EXERCISE AIM. Rewrite all the records below, changing every "tag" to "mark" and leaving everything else unchanged.

==*==

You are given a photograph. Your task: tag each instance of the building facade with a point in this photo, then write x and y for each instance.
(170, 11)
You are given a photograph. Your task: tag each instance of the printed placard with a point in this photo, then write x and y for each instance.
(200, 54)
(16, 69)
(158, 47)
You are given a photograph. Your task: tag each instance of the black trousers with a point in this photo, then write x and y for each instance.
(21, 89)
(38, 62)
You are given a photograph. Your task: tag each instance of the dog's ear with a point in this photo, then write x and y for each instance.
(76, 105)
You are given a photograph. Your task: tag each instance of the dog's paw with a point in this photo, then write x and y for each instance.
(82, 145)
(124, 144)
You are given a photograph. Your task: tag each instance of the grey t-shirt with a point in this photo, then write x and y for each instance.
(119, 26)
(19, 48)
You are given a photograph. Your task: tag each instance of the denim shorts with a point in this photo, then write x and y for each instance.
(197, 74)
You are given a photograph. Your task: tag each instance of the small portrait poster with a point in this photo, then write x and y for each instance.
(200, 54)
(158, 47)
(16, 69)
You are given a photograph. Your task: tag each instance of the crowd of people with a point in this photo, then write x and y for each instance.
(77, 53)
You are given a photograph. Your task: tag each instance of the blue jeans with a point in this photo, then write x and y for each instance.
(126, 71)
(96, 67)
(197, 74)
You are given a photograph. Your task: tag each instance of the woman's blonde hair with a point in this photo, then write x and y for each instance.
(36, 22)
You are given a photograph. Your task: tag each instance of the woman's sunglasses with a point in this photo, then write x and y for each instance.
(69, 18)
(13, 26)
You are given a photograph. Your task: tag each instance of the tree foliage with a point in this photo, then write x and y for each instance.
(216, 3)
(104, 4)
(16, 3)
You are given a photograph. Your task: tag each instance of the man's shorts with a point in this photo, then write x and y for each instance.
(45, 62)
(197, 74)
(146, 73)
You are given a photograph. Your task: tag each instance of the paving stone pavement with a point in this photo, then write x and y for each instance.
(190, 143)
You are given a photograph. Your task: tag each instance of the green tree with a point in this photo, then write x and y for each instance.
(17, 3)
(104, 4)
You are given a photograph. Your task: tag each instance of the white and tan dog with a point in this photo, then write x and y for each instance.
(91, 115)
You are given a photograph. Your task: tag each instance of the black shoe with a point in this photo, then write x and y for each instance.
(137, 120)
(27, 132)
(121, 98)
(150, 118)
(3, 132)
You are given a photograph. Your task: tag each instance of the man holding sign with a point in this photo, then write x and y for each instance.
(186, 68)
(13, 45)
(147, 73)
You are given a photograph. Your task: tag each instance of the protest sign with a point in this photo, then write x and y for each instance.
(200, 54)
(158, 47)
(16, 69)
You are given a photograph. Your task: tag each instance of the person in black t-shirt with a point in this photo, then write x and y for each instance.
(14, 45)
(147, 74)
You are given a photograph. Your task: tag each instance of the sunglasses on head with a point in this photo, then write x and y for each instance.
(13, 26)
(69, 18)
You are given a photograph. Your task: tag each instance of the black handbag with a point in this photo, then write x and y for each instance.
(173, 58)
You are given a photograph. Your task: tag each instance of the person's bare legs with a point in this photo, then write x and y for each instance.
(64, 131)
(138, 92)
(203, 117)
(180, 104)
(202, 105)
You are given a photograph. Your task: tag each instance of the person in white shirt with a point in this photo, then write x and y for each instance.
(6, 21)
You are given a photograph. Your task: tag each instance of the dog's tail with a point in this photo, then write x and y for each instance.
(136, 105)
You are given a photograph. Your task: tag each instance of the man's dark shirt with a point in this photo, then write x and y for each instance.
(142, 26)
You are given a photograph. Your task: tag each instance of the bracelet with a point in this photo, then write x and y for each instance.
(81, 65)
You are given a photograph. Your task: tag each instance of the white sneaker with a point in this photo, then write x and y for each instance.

==*==

EXERCISE RESPONSE.
You are given a photograph. Your task: mark each instance of the building facade with a point in this photo, then write x and y for each instance.
(170, 11)
You are given a photograph. Your task: mark each instance of the printed placard with a point in this photo, then write x and y for each instance.
(200, 54)
(16, 69)
(158, 47)
You are given a photograph. Your task: mark each instance of the black trousers with a point in this photo, then write x and y for each instance.
(21, 89)
(38, 62)
You are given a photograph. Your task: mark each instance of the dog's ear with a point in this photo, then write x and y for each instance.
(76, 105)
You are given a photograph. Your task: mark each instance of the dog's paw with a point in this photo, then write x and y for each instance.
(82, 145)
(124, 144)
You are given a photograph. Your task: mark each instance of the grey t-shirt with a point in this photo, then write x and y for each instance.
(119, 26)
(19, 48)
You are given a photograph. Your task: mark each instance of the denim shorts with a point in this photo, then write x and y for each instance.
(197, 74)
You are given a photograph. Your task: mark each instance of the small portrait poster with a point in this photo, then write x and y for each instance.
(200, 54)
(158, 47)
(16, 69)
You are given a photograph. Your task: mark each instance of the crowd of people with a point in this photo, then write x and y for each instance.
(77, 53)
You are given a photograph. Your task: mark each instance of the blue jeans with a point in this photo, then write x and y for each instance.
(126, 71)
(96, 67)
(197, 74)
You are given a photograph. Your task: mark each instance of the woman's blonde hair with a point in this photo, then write x and y for each instance.
(36, 22)
You are given a photograph. Your task: mark each instance of the woman's sunglasses with a point in this photo, then write x and y for each instance.
(69, 18)
(13, 26)
You are given a photograph. Your task: mark each instance of the tree foliage with a point in this photo, then write x and y for each instance.
(216, 3)
(104, 4)
(16, 3)
You are given a photograph. Your task: mark each instance of the man's shorts with a point in this photo, then write x and y for each instance.
(45, 62)
(197, 74)
(146, 73)
You are given a photograph. Your task: mark each instance of the paving stone pavement with a point in this photo, then write x and y for each instance.
(190, 143)
You are given a photograph. Your task: mark each instance of the green tree with a point in this photo, then write x and y for each instance.
(17, 3)
(104, 4)
You are given a photograph. Your task: mark each instance of the white and tan dog with a point in this photo, then write x and y for each instance.
(91, 115)
You are given a photograph. Your task: mark each instance of the black shoe with a point in this photo, then write x and y for each instance.
(137, 120)
(27, 132)
(121, 98)
(150, 118)
(3, 132)
You are given a photograph. Your task: mark each instance of the man holding sign with a point in this photo, then write x and y for each instance.
(186, 68)
(13, 45)
(147, 73)
You are given a photograph. Your task: mark each instance of the protest sign with a point in this photo, then write x and y for each instance.
(200, 54)
(158, 47)
(16, 69)
You are given a photograph. Your task: mark each instance of the person in black t-shirt with a point in this photo, then write x and y for each instance.
(14, 45)
(147, 74)
You are given a photograph. Your task: mark each instance of the sunglasses on head with a point in this photo, then write x and y for each instance.
(13, 26)
(69, 18)
You are given a photograph. Your task: mark each instance of the black handbag with a point in this photo, then write x and y for each instance.
(173, 58)
You are given a photograph. Your task: mark each instance of the person's bare legs with a point in this photo, then write x and y for each instance.
(64, 131)
(138, 92)
(203, 117)
(180, 104)
(202, 105)
You are given a photograph. Your task: mark each instance of the person in white shirt with a point in this photo, then write x and y for each instance.
(6, 21)
You are given a photograph. Your task: mark each instance of the dog's tail with a point in this photo, then write x and y for each instance.
(136, 105)
You are given a photograph. Your task: mark each instance of the man's dark shirt with a point in this photo, then write x and y for each instance.
(142, 26)
You are given a photograph. Your task: mark each instance of the bracelet with a point in this photo, then write x and y for each instance.
(81, 65)
You are given a photograph. Your task: mark each instance of the white sneaker with a point in this photo, then write x and y for each instance.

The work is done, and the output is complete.